### TAREFAS
1 > Liste as características que o texto sobre os novos-ricos atribui a quem é rico.
2 > Segundo o texto sobre os novos-ricos, em que obsessão vivem os endinheirados?
3 > Resuma o texto sobre os novos-ricos em duas frases.

### TEXTO DO DOCUMENTO
■ ■ ■ ■ ■

CHICO-ESPERTICES, ANGOLANOS NOVOS-RICOS – Mia Couto
Ricos são como a
cerveja tirada à pressão: num instante, mas a maior parte é só espuma - Mia
Couto
Lisboa - Rico é
quem possui meios de produção. Rico é quem gera dinheiro e dá emprego. Endinheirado
é quem simplesmente tem dinheiro. Ou que pensa que tem. Porque, na realidade, o
dinheiro é que o tem a ele. A verdade é esta: são demasiado pobres os
nossos “ricos”. Aquilo que têm, não detêm. Pior, aquilo que exibem como seu, é
propriedade de outros. É produto de roubo e de negociatas. Não podem, porém,
estes nossos endinheirados usufruir em tranquilidade de tudo quanto roubaram. Vivem
na obsessão de poderem ser roubados.
"Novos Ricos
angolanos": São nacionais só na aparência porque estão prontos a serem
moleques de estrangeiros.
Necessitariam de
forças policiais à altura. Mas forças policiais à altura acabariam por os
lançar a eles próprios na cadeia. Necessitariam de uma ordem social em que
houvesse poucas razões para a criminalidade. Mas se eles enriqueceram foi
graças a essa mesma desordem.
O maior sonho dos
nossos novos-ricos é, afinal, muito pequenito: um carro de luxo, umas efémeras
cintilâncias. Mas a luxuosa viatura não pode sonhar muito, sacudida pelos
buracos das avenidas.
O Mercedes e o BMW
não podem fazer inteiro uso dos seus brilhos, ocupados que estão em se esquivar
entre chapas muito convexos e estradas muito côncavas. A existência de estradas
boas dependeria de outro tipo de riqueza. Uma riqueza que servisse a cidade. E a
riqueza dos nossos novos-ricos nasceu de um movimento contrário: do
empobrecimento da cidade e da sociedade.

■ ■ ■ ■ ■

### INFORMAÇÃO EXTRAÍDA
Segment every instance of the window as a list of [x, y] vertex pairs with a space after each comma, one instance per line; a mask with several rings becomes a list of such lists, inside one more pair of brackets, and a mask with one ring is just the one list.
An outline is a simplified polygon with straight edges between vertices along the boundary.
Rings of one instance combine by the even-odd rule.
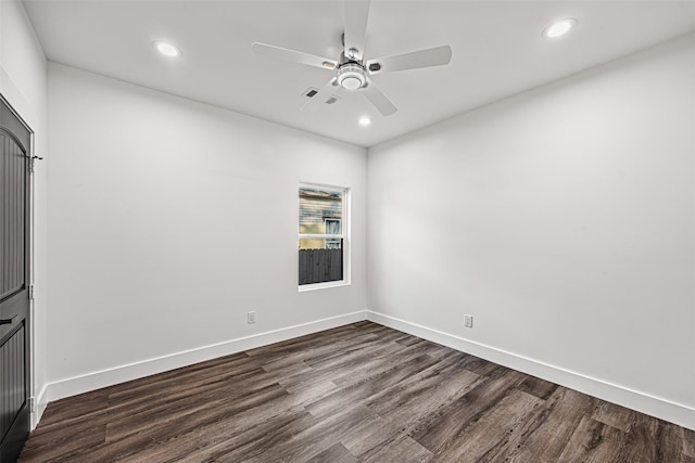
[[348, 190], [302, 184], [299, 189], [300, 290], [348, 283]]

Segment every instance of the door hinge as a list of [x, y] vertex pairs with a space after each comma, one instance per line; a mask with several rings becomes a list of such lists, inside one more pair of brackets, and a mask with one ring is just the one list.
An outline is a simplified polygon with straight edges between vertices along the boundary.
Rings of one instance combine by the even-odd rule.
[[34, 173], [34, 170], [35, 170], [35, 166], [34, 166], [34, 164], [36, 163], [36, 159], [41, 160], [41, 159], [43, 159], [43, 158], [42, 158], [42, 157], [39, 157], [39, 156], [31, 156], [31, 157], [29, 157], [29, 173]]

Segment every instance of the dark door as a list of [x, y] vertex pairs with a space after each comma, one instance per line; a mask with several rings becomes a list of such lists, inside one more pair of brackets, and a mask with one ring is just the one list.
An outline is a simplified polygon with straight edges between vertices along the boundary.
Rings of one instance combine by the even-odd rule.
[[29, 434], [30, 140], [0, 95], [0, 463]]

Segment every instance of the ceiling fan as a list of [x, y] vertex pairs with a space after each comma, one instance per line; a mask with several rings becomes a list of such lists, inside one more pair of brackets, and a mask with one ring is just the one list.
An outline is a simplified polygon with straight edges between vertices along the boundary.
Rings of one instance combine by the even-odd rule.
[[371, 79], [372, 75], [393, 73], [396, 70], [416, 69], [420, 67], [442, 66], [452, 59], [452, 48], [442, 46], [408, 53], [366, 60], [365, 37], [367, 20], [369, 17], [368, 0], [343, 0], [344, 34], [342, 35], [343, 51], [338, 60], [317, 56], [312, 53], [290, 50], [267, 43], [254, 42], [251, 49], [262, 55], [285, 60], [292, 63], [305, 64], [334, 72], [334, 76], [321, 87], [302, 107], [302, 111], [313, 110], [326, 99], [344, 90], [359, 91], [384, 116], [397, 111], [395, 105]]

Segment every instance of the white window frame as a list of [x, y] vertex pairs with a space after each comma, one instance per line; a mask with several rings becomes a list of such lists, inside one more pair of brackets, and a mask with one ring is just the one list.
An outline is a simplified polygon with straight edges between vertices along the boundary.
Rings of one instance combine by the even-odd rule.
[[[314, 189], [314, 190], [324, 190], [336, 193], [342, 193], [342, 213], [341, 213], [341, 223], [340, 223], [340, 234], [316, 234], [316, 233], [299, 233], [298, 232], [298, 243], [299, 240], [342, 240], [343, 241], [343, 279], [336, 281], [327, 281], [324, 283], [309, 283], [309, 284], [299, 284], [298, 290], [300, 293], [304, 293], [307, 291], [315, 290], [325, 290], [329, 287], [338, 287], [338, 286], [348, 286], [351, 282], [351, 239], [350, 239], [350, 214], [351, 214], [351, 190], [348, 187], [336, 187], [336, 185], [327, 185], [321, 183], [305, 183], [302, 182], [299, 184], [296, 189], [298, 192], [298, 202], [299, 202], [299, 191], [303, 188]], [[299, 204], [298, 204], [298, 226], [299, 226]], [[299, 230], [299, 227], [298, 227]], [[296, 282], [299, 282], [299, 273], [296, 274]]]

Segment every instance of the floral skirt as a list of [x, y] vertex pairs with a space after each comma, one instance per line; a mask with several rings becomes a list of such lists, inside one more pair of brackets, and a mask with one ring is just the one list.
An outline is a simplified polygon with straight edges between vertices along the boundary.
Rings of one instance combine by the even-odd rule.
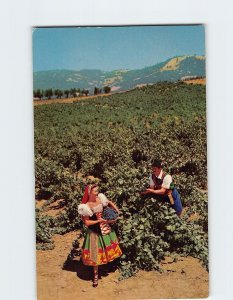
[[122, 251], [114, 230], [111, 230], [106, 235], [102, 235], [87, 229], [82, 249], [84, 265], [98, 266], [107, 264], [121, 255]]

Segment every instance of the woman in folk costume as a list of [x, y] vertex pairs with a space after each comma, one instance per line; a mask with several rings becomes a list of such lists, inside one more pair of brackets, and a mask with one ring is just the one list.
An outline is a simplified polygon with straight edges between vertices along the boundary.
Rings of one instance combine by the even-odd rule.
[[97, 185], [88, 185], [82, 204], [78, 206], [78, 212], [88, 227], [82, 248], [82, 261], [84, 265], [94, 267], [93, 287], [98, 285], [98, 266], [107, 264], [122, 254], [116, 233], [109, 225], [116, 220], [107, 221], [102, 218], [103, 208], [108, 205], [119, 212], [112, 201], [99, 194]]

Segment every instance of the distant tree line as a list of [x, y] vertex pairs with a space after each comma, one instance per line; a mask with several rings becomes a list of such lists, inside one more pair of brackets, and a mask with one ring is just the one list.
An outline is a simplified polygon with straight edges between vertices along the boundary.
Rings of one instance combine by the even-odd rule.
[[[104, 93], [110, 93], [111, 87], [110, 86], [104, 86], [103, 88], [94, 88], [94, 95], [101, 94], [102, 91]], [[79, 89], [79, 88], [72, 88], [70, 90], [60, 90], [60, 89], [37, 89], [33, 91], [33, 98], [38, 98], [38, 99], [61, 99], [61, 98], [69, 98], [69, 97], [82, 97], [82, 96], [88, 96], [89, 95], [89, 90], [87, 89]]]

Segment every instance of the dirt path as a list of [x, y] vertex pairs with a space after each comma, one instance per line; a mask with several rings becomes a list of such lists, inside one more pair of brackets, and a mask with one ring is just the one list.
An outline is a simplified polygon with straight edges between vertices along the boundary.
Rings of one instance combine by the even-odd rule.
[[100, 270], [97, 288], [92, 287], [92, 269], [73, 261], [62, 269], [77, 232], [55, 235], [53, 250], [37, 250], [38, 300], [77, 299], [161, 299], [208, 297], [208, 273], [192, 258], [180, 258], [176, 263], [167, 258], [164, 273], [140, 271], [135, 277], [118, 281], [117, 270]]
[[184, 80], [185, 83], [187, 84], [206, 84], [206, 78], [199, 78], [199, 79], [189, 79], [189, 80]]
[[53, 103], [73, 103], [73, 102], [76, 102], [76, 101], [94, 99], [94, 98], [97, 98], [97, 97], [109, 97], [111, 95], [112, 94], [99, 94], [99, 95], [83, 96], [83, 97], [75, 97], [75, 98], [34, 100], [33, 103], [34, 103], [34, 106], [44, 105], [44, 104], [53, 104]]

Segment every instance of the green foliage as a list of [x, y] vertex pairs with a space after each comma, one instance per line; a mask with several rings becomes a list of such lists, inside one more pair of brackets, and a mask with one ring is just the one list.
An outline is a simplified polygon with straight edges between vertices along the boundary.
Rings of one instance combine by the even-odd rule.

■ ■ ■ ■ ■

### RESPOSTAS
1 > Possui meios de produção; gera dinheiro; dá emprego.

2 > Vivem na obsessão de poderem ser roubados.

3 > O rico possui meios de produção, gera dinheiro e dá emprego, enquanto o endinheirado apenas tem dinheiro, e os "ricos" referidos são endinheirados cujos bens são produto de roubo e de negociatas. Enriqueceram graças à desordem e ao empobrecimento da cidade e da sociedade, e o seu maior sonho, um carro de luxo, não pode usar todo o seu brilho nas avenidas esburacadas.